Requirements >> Present the listing as a Markdown table with the columns "No." and "Entry". Start at the line containing "Class name: fluffy fur" and end with the line containing "[45,59,65,92]", including both, numbering each row and omitting blank lines.

Data shown >>
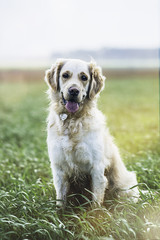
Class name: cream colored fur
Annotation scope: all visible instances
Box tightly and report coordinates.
[45,59,138,205]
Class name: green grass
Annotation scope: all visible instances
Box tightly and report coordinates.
[0,78,160,240]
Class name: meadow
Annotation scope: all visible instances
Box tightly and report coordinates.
[0,71,160,240]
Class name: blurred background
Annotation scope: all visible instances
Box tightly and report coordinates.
[0,0,160,81]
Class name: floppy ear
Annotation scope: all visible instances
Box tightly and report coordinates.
[88,62,105,99]
[45,59,64,92]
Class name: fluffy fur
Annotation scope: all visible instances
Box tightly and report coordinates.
[45,59,138,205]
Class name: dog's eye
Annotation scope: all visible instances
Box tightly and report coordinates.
[81,75,88,81]
[62,73,69,79]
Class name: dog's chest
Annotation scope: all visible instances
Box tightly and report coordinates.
[49,126,103,172]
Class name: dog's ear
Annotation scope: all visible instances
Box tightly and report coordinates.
[88,62,105,99]
[45,59,65,92]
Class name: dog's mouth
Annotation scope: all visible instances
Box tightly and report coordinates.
[62,93,80,113]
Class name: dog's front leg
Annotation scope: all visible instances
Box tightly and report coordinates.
[53,169,69,207]
[91,167,108,204]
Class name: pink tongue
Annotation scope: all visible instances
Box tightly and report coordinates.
[65,101,79,113]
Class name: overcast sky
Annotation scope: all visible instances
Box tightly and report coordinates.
[0,0,160,59]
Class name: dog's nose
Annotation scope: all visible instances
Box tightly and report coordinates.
[68,87,79,97]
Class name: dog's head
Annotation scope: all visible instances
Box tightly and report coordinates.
[45,59,105,113]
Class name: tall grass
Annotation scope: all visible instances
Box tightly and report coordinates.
[0,78,160,240]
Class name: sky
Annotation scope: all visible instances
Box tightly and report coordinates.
[0,0,160,61]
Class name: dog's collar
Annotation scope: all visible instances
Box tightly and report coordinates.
[59,113,68,121]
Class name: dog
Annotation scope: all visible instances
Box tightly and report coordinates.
[45,59,138,207]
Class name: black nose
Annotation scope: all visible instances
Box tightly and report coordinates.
[68,87,79,97]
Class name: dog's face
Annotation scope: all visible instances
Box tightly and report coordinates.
[45,59,105,114]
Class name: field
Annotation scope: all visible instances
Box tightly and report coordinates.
[0,71,160,240]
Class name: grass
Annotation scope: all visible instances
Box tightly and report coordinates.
[0,74,160,240]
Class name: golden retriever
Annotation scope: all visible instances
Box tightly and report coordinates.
[45,59,138,206]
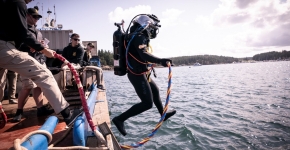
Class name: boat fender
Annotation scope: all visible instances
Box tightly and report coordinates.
[0,102,7,129]
[113,22,127,76]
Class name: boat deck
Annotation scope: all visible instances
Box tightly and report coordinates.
[0,86,114,150]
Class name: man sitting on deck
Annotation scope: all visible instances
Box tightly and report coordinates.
[62,33,84,67]
[83,43,105,90]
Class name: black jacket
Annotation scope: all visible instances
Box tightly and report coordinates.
[82,52,91,66]
[128,34,161,73]
[0,0,44,51]
[62,44,84,65]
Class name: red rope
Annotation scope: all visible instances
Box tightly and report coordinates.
[54,53,96,131]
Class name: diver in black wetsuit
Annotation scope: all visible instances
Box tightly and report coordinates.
[112,15,176,136]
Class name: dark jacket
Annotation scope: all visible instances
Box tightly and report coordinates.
[0,0,44,51]
[18,25,46,64]
[128,34,161,73]
[62,44,84,65]
[82,52,91,66]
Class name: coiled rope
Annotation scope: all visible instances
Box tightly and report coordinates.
[12,53,106,150]
[54,53,106,144]
[121,62,172,149]
[0,102,7,129]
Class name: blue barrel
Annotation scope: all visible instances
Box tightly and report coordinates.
[21,116,58,150]
[73,84,98,146]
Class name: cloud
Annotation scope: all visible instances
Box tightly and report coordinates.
[108,5,152,23]
[160,9,185,27]
[196,0,290,50]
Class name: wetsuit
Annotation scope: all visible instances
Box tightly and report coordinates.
[112,26,176,136]
[118,34,163,121]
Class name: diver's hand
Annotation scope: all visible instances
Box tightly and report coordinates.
[161,58,172,67]
[41,48,55,58]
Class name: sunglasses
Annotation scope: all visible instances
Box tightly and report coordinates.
[73,39,80,41]
[32,16,40,20]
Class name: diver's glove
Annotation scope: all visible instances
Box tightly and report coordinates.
[160,58,173,67]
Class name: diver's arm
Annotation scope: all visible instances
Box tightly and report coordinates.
[138,48,161,64]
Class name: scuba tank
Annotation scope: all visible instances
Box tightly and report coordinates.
[113,21,127,76]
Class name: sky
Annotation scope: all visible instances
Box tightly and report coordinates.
[27,0,290,58]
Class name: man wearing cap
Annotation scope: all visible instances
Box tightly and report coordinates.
[62,33,85,67]
[13,6,54,122]
[83,43,105,90]
[0,0,82,126]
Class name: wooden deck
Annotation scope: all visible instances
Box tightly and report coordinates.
[0,84,114,150]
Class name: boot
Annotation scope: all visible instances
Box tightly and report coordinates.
[163,109,176,121]
[112,117,127,136]
[37,106,54,117]
[12,109,23,122]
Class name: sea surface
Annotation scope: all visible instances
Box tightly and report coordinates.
[104,61,290,150]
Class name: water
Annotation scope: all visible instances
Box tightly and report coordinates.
[104,61,290,150]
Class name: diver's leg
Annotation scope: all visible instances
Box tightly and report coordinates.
[149,79,176,121]
[112,73,153,136]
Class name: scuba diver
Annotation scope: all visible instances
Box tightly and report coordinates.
[112,14,176,136]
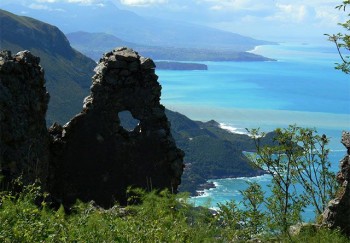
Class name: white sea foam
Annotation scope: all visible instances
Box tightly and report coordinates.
[219,123,248,135]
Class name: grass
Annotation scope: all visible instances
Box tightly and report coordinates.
[0,184,349,243]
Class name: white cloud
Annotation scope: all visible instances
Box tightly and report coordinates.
[36,0,57,3]
[120,0,168,6]
[36,0,103,5]
[267,3,309,23]
[28,3,64,12]
[204,0,268,11]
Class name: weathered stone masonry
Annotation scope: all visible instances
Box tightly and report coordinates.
[0,48,184,207]
[323,132,350,236]
[0,51,49,187]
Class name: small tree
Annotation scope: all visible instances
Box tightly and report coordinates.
[240,182,266,237]
[245,125,336,233]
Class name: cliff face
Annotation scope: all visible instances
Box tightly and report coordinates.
[323,132,350,236]
[0,48,184,207]
[0,51,49,184]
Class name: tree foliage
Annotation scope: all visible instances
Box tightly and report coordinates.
[245,125,336,232]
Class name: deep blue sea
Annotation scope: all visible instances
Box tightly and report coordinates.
[157,43,350,220]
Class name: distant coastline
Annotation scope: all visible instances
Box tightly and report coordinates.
[155,61,208,70]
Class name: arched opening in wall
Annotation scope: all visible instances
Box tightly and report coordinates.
[118,111,140,132]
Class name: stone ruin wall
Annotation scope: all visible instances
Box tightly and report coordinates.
[0,48,184,207]
[0,51,49,188]
[322,132,350,236]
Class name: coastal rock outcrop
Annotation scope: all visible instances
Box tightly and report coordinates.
[49,47,184,207]
[323,132,350,236]
[0,51,49,184]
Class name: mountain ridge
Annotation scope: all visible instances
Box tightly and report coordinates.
[66,31,274,61]
[0,1,272,51]
[0,10,96,124]
[0,10,266,193]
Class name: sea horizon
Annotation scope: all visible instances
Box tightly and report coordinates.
[157,43,350,221]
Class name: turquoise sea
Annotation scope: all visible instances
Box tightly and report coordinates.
[157,43,350,220]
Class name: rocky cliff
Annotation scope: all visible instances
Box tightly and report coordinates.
[0,48,184,207]
[323,132,350,236]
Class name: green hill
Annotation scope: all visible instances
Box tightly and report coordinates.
[0,10,96,124]
[0,10,268,193]
[67,31,273,62]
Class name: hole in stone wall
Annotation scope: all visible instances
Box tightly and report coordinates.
[118,111,140,131]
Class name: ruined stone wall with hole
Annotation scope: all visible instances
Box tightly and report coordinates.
[50,48,184,207]
[0,48,184,207]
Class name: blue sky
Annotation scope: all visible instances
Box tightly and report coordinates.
[0,0,346,42]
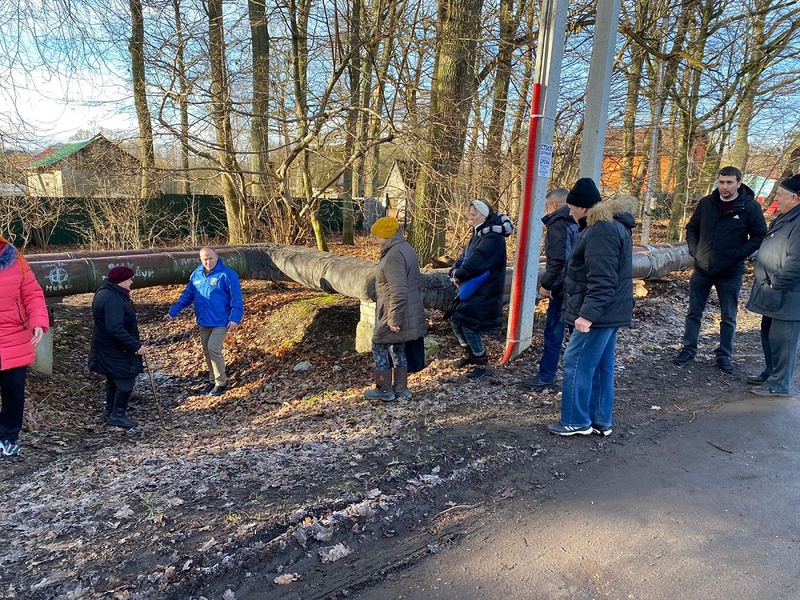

The reply >>
| No. | Entry |
|---|---|
| 1 | Class name: fluffy fur |
| 2 | Annotation scope: all visible instances |
| 3 | Box tightly and report coordinates. |
| 4 | [45,59,138,205] |
| 5 | Class name: dog's eye |
| 6 | Annotation scope: all visible instances |
| 7 | Box tightly and report coordinates. |
| 8 | [81,75,88,81] |
| 9 | [62,73,69,79] |
| 10 | Class name: dog's chest |
| 11 | Annotation scope: all visible instances |
| 12 | Box tightly and report coordinates. |
| 13 | [49,126,103,172] |
| 14 | Class name: dog's ear |
| 15 | Annotation scope: all visible instances |
| 16 | Box tightly and report coordinates. |
| 17 | [88,62,105,99] |
| 18 | [45,59,65,92] |